## TASKS TO CARRY OUT
• 1. Quote the passage from the article on the national monument cuts, starting at "Industry may not" and ending at "about $25 a pound.".
• 2. According to the article on the national monument cuts, how many days does a prospector have to file a claim with the BLM after marking it off?

## TEXT EXCERPT
• • • • •
President Donald Trump announced significant cuts to two national monuments in December. Those cuts are scheduled to go into effect Friday, removing a ban on development and throwing the lands back under the authority of the General Mining Law of 1872, Bureau of Land Management (BLM) officials told Reuters.

Private citizens and companies can stake claims on the land for gold, silver, copper, and uranium mining. To stake a claim, according to the law, a prospector places four rods in the ground marking off an area no larger than 20 acres. The prospector must leave a note describing the claim attached to one of the rods, then has 30 days and needs $212 to file the claim with the BLM.

Other than a $150 annual maintenance payment, nothing else is needed to secure mineral rights to the land, though not ownership.

The areas about to lose federal protections are within the Bears Ears and Grand Staircase-Escalante national monuments, which Trump cut by about 85 percent and 50 percent, respectively. Altogether, national monument status will be dropped from roughly 1.9 million acres of federal and state land.

Multiple lawsuits are pending against the Trump administration for rolling back the designations. Environmentalists claim that Trump is giving the land to “extractive industries who would gut our natural wonders.”

“You know the best how to take care of your land, you know how to protect it, and you know best how to conserve this land for many, many generations to come,” Trump said while announcing the cutbacks. “Your timeless bond with the outdoors should not be replaced with the whims of regulators thousands and thousands of miles away.”

Industry may not be interested in pursuing new opportunities in those areas of Utah soon to lose federal protection. Uranium mining companies, thought to be the principal beneficiaries from the fresh territory, are far from scrambling to stake claims until the price of uranium increases significantly from its current price of about $25 a pound.

“The current price of uranium is not likely to warrant any new claiming,”Kyle Kimmerle, whose family has more than 100 claims already staked throughout Utah, told Reuters. “It would take $60-$70 for me.”
• • • • •
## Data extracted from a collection

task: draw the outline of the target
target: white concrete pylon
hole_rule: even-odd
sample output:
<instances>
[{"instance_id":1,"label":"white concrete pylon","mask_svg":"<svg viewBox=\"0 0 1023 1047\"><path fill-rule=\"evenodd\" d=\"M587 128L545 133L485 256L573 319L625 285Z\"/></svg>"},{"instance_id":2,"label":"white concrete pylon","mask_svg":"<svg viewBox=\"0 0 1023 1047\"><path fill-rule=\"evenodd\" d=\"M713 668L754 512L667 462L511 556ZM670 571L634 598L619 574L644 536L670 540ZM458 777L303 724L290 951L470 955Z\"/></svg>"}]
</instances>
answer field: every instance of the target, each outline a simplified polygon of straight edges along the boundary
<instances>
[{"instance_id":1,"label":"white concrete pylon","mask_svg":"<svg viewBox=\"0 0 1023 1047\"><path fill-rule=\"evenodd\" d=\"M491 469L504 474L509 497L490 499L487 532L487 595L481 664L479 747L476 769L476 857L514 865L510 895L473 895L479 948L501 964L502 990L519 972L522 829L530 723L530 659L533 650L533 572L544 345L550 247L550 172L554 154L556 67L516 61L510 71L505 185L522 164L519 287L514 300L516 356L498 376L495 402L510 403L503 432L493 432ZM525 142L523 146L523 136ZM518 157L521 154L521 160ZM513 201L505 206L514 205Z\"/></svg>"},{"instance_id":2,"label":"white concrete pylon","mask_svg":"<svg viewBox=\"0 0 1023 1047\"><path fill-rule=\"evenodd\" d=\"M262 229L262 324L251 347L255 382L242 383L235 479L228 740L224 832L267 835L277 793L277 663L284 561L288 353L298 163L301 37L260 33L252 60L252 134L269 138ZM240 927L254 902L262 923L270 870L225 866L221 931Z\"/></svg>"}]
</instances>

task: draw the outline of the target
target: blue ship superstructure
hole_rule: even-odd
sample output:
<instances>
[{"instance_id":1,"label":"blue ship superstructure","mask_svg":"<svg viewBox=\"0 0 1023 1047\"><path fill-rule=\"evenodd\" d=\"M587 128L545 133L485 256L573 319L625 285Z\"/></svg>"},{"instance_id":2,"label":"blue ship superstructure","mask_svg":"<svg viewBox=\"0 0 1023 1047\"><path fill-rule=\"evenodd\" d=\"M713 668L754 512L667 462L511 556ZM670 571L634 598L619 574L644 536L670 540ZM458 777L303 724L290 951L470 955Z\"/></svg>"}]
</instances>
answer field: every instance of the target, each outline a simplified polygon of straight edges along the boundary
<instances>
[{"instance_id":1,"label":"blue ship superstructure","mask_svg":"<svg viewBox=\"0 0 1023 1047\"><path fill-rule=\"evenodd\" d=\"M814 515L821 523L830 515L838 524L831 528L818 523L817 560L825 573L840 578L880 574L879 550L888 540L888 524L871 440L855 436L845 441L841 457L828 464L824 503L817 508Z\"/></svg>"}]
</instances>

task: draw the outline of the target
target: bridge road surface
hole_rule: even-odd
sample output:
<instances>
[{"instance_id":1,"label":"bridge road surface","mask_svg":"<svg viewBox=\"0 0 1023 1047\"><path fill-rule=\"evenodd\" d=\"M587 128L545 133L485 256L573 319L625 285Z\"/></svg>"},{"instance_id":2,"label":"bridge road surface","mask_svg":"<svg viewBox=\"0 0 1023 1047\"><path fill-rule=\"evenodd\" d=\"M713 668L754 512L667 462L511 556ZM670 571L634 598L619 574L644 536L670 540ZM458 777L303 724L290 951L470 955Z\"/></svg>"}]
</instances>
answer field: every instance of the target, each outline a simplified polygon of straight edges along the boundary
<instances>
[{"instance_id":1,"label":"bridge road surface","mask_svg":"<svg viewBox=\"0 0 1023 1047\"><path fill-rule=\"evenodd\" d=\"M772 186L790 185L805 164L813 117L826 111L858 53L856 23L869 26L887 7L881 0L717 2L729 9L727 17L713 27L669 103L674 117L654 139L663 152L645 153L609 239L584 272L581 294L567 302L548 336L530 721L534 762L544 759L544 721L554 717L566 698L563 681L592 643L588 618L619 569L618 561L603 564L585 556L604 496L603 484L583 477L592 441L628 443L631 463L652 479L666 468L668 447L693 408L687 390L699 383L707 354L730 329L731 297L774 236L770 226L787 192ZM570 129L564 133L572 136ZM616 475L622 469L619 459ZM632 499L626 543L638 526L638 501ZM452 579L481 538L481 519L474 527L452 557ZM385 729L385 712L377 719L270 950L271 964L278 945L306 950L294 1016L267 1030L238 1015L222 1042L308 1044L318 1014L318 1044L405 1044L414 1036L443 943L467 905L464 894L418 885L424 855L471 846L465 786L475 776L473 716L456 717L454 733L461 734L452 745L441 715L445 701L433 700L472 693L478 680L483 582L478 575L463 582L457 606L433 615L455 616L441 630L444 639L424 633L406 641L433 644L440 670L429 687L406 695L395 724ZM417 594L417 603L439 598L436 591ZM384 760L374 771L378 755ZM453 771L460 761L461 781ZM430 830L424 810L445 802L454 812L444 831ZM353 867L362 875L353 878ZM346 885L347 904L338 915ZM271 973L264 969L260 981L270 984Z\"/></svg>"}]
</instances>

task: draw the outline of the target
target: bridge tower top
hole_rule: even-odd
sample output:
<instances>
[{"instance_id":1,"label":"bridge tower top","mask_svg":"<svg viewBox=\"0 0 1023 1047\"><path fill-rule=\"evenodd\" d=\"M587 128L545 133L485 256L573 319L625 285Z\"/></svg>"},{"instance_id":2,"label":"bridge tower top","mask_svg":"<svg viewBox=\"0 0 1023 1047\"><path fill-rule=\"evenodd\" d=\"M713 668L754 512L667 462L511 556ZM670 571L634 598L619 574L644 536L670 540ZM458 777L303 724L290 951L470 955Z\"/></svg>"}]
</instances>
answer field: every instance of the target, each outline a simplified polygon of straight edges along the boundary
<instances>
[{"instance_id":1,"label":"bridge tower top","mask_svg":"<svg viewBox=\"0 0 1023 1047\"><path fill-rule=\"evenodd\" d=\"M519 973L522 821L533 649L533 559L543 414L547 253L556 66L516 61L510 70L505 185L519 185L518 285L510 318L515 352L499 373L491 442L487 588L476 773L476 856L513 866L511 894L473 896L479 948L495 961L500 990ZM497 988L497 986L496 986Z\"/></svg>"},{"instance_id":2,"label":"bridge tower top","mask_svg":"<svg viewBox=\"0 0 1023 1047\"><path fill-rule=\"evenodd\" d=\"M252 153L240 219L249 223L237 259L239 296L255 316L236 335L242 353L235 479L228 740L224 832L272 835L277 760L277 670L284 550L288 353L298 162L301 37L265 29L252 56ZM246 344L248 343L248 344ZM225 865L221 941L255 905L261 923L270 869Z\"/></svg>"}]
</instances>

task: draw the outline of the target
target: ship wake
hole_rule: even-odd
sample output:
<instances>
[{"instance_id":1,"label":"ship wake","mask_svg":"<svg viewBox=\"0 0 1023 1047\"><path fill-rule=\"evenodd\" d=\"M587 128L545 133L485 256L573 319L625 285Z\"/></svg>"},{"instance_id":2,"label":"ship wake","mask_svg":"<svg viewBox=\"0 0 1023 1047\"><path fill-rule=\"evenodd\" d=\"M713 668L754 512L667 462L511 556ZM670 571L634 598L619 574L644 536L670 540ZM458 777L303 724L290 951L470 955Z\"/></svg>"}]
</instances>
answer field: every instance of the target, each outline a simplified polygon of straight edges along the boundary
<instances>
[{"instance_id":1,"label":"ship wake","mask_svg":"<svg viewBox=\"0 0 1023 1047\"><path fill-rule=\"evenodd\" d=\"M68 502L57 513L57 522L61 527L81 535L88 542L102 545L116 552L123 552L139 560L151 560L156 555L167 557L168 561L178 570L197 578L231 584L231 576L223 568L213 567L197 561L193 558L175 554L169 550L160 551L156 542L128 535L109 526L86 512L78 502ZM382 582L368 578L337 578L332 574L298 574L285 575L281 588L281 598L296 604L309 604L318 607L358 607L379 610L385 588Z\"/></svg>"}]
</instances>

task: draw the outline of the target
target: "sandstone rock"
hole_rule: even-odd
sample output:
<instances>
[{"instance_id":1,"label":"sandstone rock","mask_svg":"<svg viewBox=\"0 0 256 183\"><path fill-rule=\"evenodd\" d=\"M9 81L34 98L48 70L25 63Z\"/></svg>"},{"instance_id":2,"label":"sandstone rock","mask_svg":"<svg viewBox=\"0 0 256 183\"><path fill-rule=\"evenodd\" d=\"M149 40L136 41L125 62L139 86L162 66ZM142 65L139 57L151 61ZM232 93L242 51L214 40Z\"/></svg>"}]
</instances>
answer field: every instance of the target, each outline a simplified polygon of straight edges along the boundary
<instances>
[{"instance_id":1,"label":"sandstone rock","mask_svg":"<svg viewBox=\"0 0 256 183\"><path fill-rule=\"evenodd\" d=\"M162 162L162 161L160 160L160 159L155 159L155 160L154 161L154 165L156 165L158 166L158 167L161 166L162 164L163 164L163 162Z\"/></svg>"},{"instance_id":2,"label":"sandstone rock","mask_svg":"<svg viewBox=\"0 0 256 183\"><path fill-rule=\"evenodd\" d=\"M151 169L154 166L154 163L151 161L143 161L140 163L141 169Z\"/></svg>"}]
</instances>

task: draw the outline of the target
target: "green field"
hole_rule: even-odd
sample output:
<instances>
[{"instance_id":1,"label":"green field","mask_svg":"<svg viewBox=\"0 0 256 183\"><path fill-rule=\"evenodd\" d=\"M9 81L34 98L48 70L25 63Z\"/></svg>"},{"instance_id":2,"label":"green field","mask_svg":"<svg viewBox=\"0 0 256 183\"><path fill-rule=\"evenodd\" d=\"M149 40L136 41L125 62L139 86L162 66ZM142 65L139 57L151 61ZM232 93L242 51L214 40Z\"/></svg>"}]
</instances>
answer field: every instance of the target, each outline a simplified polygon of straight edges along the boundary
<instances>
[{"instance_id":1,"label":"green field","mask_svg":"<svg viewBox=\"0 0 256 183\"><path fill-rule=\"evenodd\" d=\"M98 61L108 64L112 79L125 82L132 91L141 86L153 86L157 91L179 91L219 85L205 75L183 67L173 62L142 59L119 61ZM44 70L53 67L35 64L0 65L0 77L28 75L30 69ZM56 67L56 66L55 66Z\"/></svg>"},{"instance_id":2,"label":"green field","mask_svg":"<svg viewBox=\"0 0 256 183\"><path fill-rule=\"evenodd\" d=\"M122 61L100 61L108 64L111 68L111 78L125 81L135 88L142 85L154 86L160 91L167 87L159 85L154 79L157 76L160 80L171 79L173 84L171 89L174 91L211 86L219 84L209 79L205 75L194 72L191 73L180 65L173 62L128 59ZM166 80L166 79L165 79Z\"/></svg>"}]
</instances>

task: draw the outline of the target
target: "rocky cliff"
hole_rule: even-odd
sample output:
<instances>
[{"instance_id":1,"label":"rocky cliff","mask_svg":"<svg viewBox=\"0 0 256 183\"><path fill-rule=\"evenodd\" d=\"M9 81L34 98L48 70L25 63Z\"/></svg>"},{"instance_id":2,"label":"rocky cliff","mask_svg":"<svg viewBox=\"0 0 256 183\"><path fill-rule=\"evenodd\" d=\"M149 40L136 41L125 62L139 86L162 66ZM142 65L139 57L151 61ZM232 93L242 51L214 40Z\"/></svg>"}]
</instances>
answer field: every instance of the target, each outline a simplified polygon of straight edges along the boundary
• • • • •
## SOLUTIONS TO THE TASKS
• 1.
Industry may not be interested in pursuing new opportunities in those areas of Utah soon to lose federal protection. Uranium mining companies, thought to be the principal beneficiaries from the fresh territory, are far from scrambling to stake claims until the price of uranium increases significantly from its current price of about $25 a pound.

• 2. 30 days.